TEXT SECTION –
■ ■ ■ ■ ■ ■ ■
NLP methods applied to a Sentiment Analysis use-case scenario


##Theoretical Background

**Sentiment Analysis** is the task of determining the emotional tone behind a certain text. Sentiment can be classified as either *positive*, *negative* or *neutral* depending on the attitude expressed in the text. The following texts provide examples of positive, negative and neutral sentiment:

*   "This is beautiful! You really did a great job" -- <font color='green'>Positive</font>
*   "Whaat? This is all wrong! I'm not happy with this at all" -- <font color='red'>Negative</font>
*   "I guess it could be worse" -- <font color='orange'>Neutral</font>
*   "Oh yeah, great job breaking my only laptop!" -- <font color='red'>Negative</font>

The last example exhibits a peculiar phenomenon in sentiment analysis called **sarcasm detection** (i.e. sentences that *sound* positive but are really just being sarcastic and conveying a negative sentiment).

In this tutorial, we will use a supervised machine learning technique to create an automated sentiment classifier for movie reviews. This will also give us a chance to familiarise with popular NLP techniques (such as **Regular Expressions** and **Context-free Grammars** as well as libraries that researchers in the field use to make their job easier (such as **NLTK** and **Scikit-Learn**).


##Part 1 - Grammars

A **formal grammar** is a set of rules that define how to generate and recognise strings that belong to a certain Language *L*. Grammars are designed to formalise the *syntax* of a language (i.e. how to write things that make sense in that language) and give no information on its *semantics* (i.e. what sentences in that language mean).

We can formally define a grammar as follows:

\begin{equation}
G=(V,Σ,R,S).
\end{equation}

Where

$V$ is a finite set of _nonterminal symbols_ or _variables_. These are the symbols used in the grammar to denote syntactic categories.

$Σ$ is a finite set of _terminal symbols_ which make up the actual content of the generated sentences. This is also known as the *alphabet* of the language generated by $G$.
■ ■ ■ ■ ■ ■ ■
SUPPLIED ENTRIES –
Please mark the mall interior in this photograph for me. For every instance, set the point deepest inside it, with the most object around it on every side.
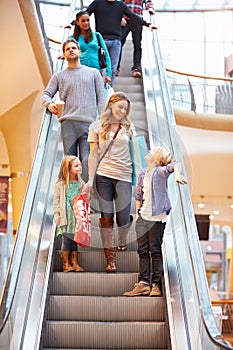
(184, 101)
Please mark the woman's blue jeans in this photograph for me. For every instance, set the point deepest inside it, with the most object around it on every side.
(112, 192)
(150, 239)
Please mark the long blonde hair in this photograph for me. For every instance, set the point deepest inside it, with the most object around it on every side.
(105, 118)
(162, 155)
(64, 173)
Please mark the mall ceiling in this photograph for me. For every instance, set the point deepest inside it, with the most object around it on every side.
(167, 5)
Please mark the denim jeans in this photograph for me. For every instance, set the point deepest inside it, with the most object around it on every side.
(136, 31)
(74, 136)
(110, 191)
(150, 239)
(114, 49)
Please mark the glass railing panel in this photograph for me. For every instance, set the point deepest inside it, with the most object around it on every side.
(29, 282)
(188, 298)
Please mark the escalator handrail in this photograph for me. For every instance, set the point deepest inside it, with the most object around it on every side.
(17, 253)
(213, 334)
(11, 279)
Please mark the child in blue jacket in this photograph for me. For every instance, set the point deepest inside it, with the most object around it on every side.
(153, 207)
■ ■ ■ ■ ■ ■ ■
SET TASKS –
a - Which two libraries does the sentiment analysis tutorial name as ones that researchers in the field use?
b - Resume the sentiment analysis tutorial from the point at which it stops.
The listing is not needed for this work.

WRITTEN RESPONSES –
a - NLTK and Scikit-Learn.

b -
$R$ is a set of relations defined in $V\times (V\cup \Sigma )^{*}$. These are also known as _Rewrite Rules_ and indicate how grammar variables can be converted into other variables or into terminal symbols.

$S$ is the *Start Symbol* used to represent the whole sentence.

In this section we will explore some basic generation rules for grammars, using them as a tool to generate training data for our Sentiment Classifier

__Section 1.a.__ Write a grammar `greetGrammar` that generates the following three strings:
["hello", "hi", "good to see you"]


In [None]:
greetGrammar = """
  S -> "hello" | "hi" | "good to see you"
"""

__Section 1.b.__ Using NLTK, load your grammar and verify that its language corresponds to the given strings

In [None]:
import nltk
from nltk.parse.generate import generate

grammar = nltk.CFG.fromstring(greetGrammar)
print([g for g in generate(grammar)])

[['hello'], ['hi'], ['good to see you']]


__Section 1.c.__ Modify the greetGrammar to accept a name after the greeting. The new grammar should parse all greet strings followed by either of these names: ["Alice", "Bob", "Charlie"]. Test your grammar with NLTK to verify that it produces the correct language

_HINT:_ use a new non-terminal symbol N to indicate the names and combine it with the existing rules

In [None]:
greetGrammarWithNames = """
  S -> "hello" N | "hi" N | "good to see you" N
  N -> "Alice" | "Bob" | "Charlie"
"""
#Alternatively
#greetGrammarWithNames = """
#  S -> H N
#  H -> "hello" | "hi" | "good to see you"
#  N -> "Alice" | "Bob" | "Charlie"
#"""
grammar = nltk.CFG.fromstring(greetGrammarWithNames)
print([g for g in generate(grammar)])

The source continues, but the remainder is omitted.